▶ _Excerpted text_
■ ■ ■ ■

Datetime preprocessors

Appropiate handling of datetime features.
class DateLevel(Enum):
    """An enum representing different date levels."""

    YEAR = "year"
    QUARTER = "quarter"
    MONTH = "month"
    DAY = "day"
    HOUR = "hour"
    MINUTE = "minute"
    SECOND = "second"
    MICROSECOND = "microsecond"
    NANOSECOND = "nanosecond"
    WEEKDAY = "weekday"
    DAYOFYEAR = "dayofyear"
    DAYSINMONTH = "daysinmonth"

source

DateLevel

 DateLevel (value, names=None, module=None, qualname=None, type=None,
            start=1)

An enum representing different date levels.


source

DatetimeEncoder

 DatetimeEncoder (levels:Optional[Sequence[DateLevel]]=None,
                  fmt:Optional[str]=None)

An encoder for datetime columns that outputs integer features

levels is a list of DateLevel that define which date features to extract, i.e, [DateLevel.HOUR, DateLevel.MINUTE] will extract hours and minutes. If left to the default None, all available features will be extracted initially, but zero variance features will be dropped (for example, because the dates don’t have seconds).

Type Default Details
levels Optional[SequenceDateLevel] None Date features to extract.
fmt Optional[str] None Date format for string conversion if inputs are note datetime-like objects.
Follows standard Pandas/stdlib formatting, or example, ‘%Y-%m-%d %H:%M:%S’.

source

DatetimeEncoder.fit

 DatetimeEncoder.fit
                      (X:Union[pandas.core.frame.DataFrame,numpy.ndarray,L
                      ist], y=None)

Fit the DatetimeEncoder.

Type Default Details
X Union[pd.DataFrame, np.ndarray, List] Datetime-like features..
y NoneType None Unused.
Returns DatetimeEncoder Fitted DatetimeEncoder.

After fitting, the categories of each feature are held in the categories_ attribute.


source

DatetimeEncoder.transform

 DatetimeEncoder.transform
                            (X:Union[pandas.core.frame.DataFrame,numpy.nda
                            rray,List])

Apply transformation. Will ignore zero variance features seen during DatetimeEncoder.fit.

■ ■ ■ ■

▶ _What you should do_
According to the datetime preprocessors page, what happens to zero variance features when levels is left at its default of None? The data that comes next is separate material, unrelated to the text.

▶ _Provided data_

■ ■ ■ ■

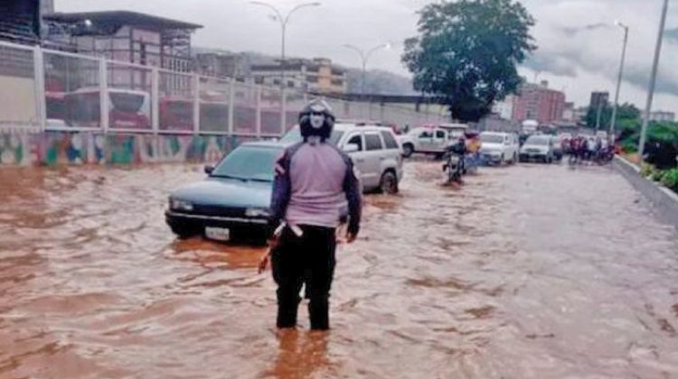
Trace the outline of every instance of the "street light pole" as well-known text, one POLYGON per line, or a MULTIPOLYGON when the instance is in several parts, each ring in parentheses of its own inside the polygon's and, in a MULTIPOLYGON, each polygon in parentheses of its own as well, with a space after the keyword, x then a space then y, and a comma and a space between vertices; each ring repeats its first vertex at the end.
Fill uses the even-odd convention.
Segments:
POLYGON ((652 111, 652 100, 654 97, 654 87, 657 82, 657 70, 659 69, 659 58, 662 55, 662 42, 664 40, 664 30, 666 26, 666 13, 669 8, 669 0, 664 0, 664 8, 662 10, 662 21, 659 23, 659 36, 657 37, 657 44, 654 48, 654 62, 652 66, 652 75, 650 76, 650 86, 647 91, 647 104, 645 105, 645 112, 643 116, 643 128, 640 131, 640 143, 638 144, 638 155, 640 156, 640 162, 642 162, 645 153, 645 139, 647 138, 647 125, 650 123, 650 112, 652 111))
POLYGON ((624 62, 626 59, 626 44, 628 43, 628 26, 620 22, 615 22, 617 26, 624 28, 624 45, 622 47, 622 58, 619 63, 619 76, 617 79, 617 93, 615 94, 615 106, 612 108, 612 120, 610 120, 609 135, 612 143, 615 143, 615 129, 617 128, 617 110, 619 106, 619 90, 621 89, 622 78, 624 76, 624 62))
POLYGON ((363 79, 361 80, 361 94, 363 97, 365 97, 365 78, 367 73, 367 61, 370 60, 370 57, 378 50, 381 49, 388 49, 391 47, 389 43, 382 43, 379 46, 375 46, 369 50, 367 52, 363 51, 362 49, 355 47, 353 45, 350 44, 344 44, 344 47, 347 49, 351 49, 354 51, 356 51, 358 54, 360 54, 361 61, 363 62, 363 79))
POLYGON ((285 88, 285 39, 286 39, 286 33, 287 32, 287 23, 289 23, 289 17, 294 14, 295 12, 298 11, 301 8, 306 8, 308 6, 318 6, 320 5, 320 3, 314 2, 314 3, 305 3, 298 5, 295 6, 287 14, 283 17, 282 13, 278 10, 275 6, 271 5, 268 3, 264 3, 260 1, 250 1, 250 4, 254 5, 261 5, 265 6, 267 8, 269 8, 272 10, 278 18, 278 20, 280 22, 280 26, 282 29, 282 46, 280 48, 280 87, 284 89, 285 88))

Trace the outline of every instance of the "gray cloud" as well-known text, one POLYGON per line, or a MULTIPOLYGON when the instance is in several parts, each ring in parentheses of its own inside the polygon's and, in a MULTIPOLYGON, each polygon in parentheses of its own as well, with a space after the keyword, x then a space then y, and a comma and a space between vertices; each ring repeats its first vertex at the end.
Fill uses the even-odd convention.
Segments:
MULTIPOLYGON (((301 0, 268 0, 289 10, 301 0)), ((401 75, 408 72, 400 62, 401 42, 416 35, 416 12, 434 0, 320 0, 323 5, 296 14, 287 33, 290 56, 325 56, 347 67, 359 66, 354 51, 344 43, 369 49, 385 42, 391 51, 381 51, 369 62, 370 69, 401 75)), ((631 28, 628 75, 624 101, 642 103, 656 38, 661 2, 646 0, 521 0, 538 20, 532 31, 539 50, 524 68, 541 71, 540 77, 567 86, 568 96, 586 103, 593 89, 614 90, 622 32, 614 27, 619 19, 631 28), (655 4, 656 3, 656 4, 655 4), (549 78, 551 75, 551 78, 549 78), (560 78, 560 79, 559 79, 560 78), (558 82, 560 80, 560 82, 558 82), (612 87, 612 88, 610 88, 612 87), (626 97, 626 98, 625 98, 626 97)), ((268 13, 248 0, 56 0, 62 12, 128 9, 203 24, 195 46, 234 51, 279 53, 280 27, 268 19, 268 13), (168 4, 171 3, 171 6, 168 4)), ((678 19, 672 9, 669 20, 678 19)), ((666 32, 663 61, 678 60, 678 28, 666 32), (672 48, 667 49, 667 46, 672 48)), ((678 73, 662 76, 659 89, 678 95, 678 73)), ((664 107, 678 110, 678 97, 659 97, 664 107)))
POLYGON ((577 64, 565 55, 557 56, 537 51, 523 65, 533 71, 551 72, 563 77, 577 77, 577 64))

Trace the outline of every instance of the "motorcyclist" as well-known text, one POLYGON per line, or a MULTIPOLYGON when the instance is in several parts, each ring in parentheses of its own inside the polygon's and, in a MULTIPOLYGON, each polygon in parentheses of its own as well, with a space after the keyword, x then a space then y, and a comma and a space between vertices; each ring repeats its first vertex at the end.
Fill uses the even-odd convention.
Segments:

■ ■ ■ ■

▶ _Worked solution_
All available features are extracted at first, and then the zero variance features are dropped.